Exercise materials:

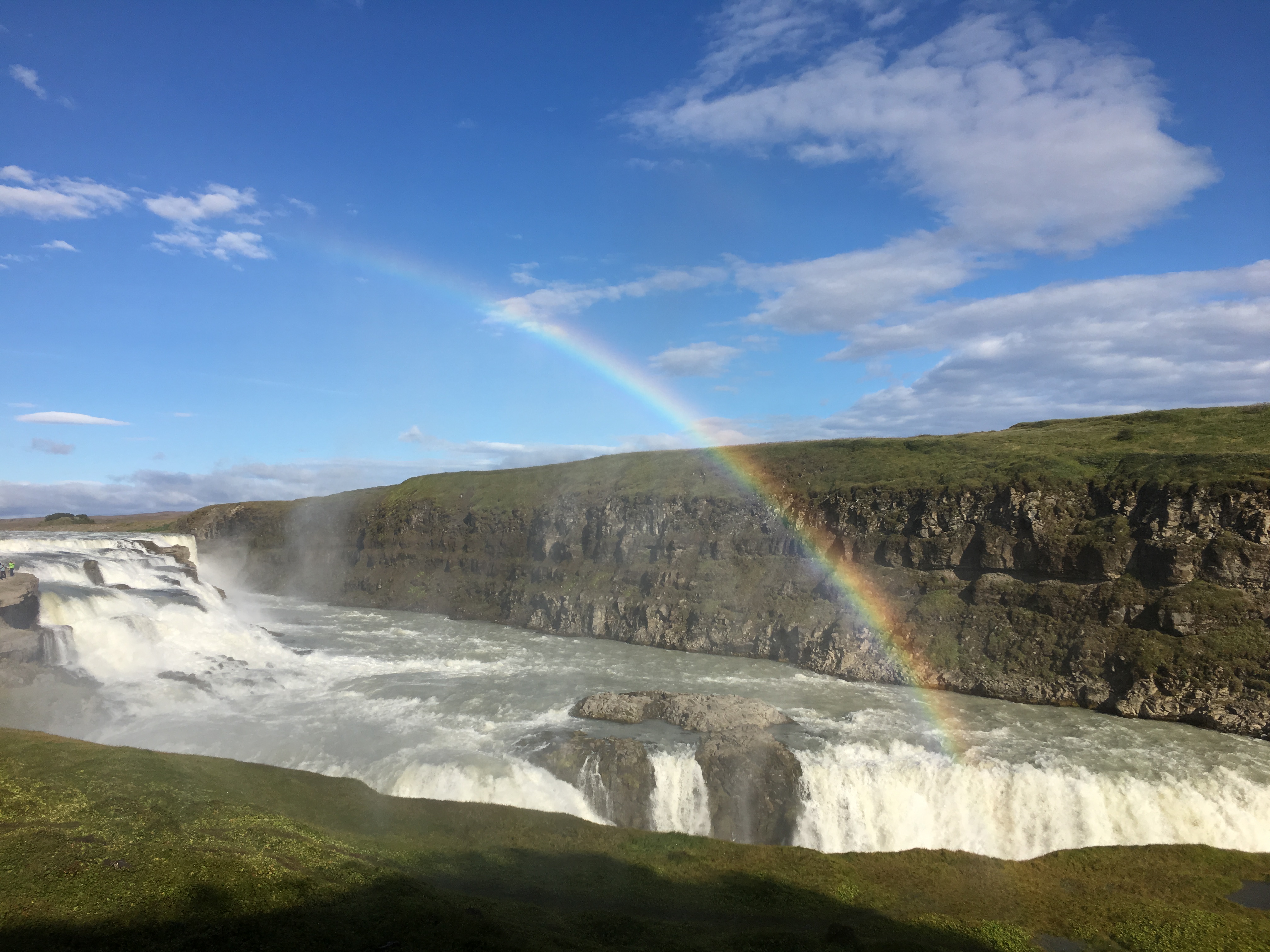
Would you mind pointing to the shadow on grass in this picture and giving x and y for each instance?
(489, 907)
==
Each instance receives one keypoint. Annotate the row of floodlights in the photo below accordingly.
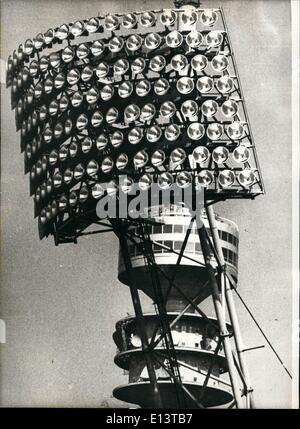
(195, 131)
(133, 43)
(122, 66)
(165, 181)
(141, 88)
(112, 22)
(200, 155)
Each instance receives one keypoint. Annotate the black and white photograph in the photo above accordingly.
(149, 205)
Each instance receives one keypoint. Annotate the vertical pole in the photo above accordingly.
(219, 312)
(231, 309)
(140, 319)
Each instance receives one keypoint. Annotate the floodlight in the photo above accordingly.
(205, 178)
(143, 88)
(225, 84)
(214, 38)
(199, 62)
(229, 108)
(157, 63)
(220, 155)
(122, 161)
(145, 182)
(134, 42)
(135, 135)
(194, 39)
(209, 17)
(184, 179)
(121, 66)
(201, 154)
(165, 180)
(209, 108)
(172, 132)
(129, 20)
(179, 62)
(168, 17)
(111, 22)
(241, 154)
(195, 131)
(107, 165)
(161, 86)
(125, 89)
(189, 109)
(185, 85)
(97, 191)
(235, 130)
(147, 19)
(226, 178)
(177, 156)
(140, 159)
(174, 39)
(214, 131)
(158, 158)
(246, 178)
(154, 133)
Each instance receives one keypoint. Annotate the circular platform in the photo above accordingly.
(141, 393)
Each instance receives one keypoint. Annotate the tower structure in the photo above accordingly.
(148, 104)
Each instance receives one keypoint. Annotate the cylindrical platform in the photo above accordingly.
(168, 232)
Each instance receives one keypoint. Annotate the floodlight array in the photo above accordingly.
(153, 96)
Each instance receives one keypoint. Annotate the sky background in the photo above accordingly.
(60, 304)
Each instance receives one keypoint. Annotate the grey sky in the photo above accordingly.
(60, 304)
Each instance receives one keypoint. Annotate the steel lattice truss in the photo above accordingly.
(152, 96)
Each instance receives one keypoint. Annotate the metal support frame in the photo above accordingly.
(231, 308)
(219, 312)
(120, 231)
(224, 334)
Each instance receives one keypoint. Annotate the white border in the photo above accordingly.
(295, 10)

Set task: From the material above, pick out and copy every line containing the word "platform". Case counts, so only lines where it appears in that exact capitalization qualify.

Result of the task:
Each instance receives one keypoint. Annotate the circular platform in the photo above accordingly.
Each instance receives one keypoint. Annotate the cylindrical platform in the photo above accordingly.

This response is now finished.